(CONSIGNES ET EXIGENCES) Recopiez les enregistrements à partir de la ligne qui contient « Where can the framed » jusqu'à la fin, requêtes comprises, en décalant de 64 chaque valeur des coordonnées données en réponse. Les requêtes et leurs exemples de format restent inchangés.

(Quelques enregistrements)
===
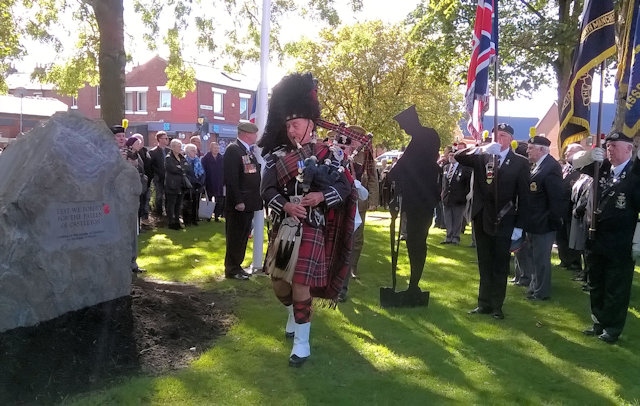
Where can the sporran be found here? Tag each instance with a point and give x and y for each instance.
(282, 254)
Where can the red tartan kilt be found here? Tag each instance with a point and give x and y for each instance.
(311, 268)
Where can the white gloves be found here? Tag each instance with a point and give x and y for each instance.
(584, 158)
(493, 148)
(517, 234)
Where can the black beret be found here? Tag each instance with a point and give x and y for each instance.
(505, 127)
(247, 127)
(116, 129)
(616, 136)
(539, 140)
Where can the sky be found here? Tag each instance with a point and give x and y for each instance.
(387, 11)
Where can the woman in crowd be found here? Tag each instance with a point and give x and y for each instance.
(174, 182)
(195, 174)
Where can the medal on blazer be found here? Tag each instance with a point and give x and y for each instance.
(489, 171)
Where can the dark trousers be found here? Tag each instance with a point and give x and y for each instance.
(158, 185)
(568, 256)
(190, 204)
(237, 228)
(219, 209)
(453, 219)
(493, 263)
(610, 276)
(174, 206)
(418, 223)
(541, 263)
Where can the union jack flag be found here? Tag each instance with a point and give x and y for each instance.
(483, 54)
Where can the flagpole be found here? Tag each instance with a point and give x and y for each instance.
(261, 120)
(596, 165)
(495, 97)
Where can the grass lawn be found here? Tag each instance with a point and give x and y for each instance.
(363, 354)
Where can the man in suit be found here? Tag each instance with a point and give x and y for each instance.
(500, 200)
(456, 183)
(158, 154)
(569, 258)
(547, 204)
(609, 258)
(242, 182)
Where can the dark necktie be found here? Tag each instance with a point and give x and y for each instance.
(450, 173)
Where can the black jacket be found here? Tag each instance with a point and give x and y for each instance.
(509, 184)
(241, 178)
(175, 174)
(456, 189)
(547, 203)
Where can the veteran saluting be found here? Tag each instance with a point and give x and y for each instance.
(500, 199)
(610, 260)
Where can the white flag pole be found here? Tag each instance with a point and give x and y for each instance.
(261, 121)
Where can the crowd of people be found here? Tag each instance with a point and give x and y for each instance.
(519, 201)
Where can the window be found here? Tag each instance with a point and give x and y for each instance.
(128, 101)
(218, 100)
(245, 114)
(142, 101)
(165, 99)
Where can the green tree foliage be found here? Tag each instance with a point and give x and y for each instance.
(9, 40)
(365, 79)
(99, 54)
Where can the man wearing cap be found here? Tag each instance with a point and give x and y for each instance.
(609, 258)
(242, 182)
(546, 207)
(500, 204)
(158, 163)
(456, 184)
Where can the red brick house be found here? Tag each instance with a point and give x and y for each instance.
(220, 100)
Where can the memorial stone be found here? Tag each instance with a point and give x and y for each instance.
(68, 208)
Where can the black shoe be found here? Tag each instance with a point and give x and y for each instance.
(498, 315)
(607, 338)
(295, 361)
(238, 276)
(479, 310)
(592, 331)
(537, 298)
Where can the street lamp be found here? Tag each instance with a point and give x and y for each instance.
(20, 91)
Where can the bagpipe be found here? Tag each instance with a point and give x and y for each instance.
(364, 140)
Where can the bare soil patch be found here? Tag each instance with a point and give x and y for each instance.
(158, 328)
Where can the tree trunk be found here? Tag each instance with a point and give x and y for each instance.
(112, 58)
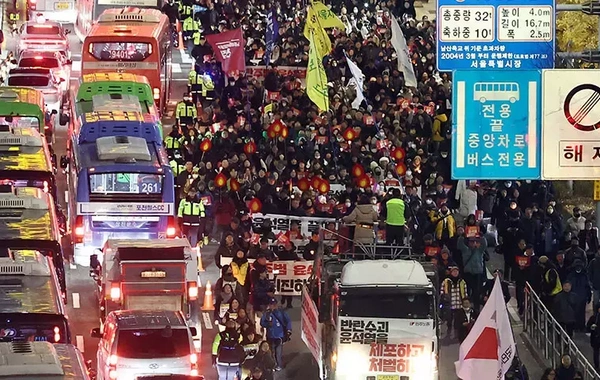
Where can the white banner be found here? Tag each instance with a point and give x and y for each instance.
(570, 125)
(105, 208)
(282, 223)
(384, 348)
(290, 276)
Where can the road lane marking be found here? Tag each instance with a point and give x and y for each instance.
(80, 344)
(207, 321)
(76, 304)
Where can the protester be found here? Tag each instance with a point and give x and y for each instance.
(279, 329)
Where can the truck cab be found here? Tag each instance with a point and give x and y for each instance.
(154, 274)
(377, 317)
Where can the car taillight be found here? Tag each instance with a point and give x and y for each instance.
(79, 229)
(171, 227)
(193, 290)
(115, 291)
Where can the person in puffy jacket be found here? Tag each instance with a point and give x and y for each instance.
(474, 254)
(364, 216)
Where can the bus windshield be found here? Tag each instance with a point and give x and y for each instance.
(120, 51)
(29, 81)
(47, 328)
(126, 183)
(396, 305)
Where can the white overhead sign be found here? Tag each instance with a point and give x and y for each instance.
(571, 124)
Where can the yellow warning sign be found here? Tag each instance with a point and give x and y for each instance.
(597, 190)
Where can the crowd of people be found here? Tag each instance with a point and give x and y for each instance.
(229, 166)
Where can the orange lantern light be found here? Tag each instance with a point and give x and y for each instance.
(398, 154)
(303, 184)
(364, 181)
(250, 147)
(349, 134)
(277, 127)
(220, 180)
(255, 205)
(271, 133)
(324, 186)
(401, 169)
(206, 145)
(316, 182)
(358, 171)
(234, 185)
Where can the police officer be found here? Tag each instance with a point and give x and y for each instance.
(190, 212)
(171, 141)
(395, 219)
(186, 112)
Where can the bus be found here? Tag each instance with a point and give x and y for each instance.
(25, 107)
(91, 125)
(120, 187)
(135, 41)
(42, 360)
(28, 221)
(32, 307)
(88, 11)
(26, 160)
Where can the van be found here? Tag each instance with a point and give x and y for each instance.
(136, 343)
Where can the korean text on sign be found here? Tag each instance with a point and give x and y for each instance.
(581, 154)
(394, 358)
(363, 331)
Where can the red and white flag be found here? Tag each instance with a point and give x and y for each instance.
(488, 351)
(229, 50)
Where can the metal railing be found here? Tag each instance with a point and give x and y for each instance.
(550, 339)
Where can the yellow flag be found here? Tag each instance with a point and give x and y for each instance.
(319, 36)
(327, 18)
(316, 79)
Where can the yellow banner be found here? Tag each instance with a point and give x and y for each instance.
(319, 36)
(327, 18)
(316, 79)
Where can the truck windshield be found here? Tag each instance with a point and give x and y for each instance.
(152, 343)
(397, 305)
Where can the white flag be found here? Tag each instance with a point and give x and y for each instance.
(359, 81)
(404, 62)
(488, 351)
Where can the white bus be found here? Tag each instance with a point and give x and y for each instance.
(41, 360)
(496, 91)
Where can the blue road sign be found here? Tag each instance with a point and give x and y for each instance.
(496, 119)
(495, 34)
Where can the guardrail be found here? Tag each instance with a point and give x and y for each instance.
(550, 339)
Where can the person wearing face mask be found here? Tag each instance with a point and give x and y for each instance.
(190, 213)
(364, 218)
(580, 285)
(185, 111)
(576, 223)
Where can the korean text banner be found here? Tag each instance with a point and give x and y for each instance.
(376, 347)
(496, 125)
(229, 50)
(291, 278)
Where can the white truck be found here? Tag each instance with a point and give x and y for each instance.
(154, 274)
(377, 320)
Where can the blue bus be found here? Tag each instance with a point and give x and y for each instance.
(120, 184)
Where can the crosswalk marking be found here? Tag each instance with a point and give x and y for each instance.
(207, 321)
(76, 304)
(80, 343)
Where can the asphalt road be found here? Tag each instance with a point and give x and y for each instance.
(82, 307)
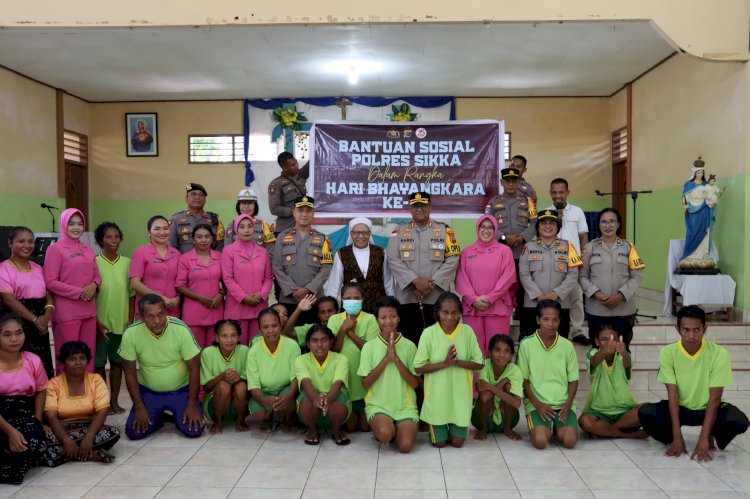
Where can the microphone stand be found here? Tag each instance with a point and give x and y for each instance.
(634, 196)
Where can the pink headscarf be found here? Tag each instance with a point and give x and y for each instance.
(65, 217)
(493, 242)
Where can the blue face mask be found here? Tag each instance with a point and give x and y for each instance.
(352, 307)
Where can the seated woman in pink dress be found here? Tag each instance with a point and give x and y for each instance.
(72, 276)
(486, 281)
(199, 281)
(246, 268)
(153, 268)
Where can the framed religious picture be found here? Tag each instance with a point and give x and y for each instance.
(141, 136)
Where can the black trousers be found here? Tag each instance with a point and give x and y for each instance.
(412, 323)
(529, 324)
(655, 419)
===
(EN RÉPONSE)
Where can the framed religious picture be found here? Tag each instance with a point and give x and y for each instance.
(205, 200)
Where can the black trousers be found here? Tag each instance with a point and give x and y for each instance.
(476, 387)
(593, 388)
(719, 483)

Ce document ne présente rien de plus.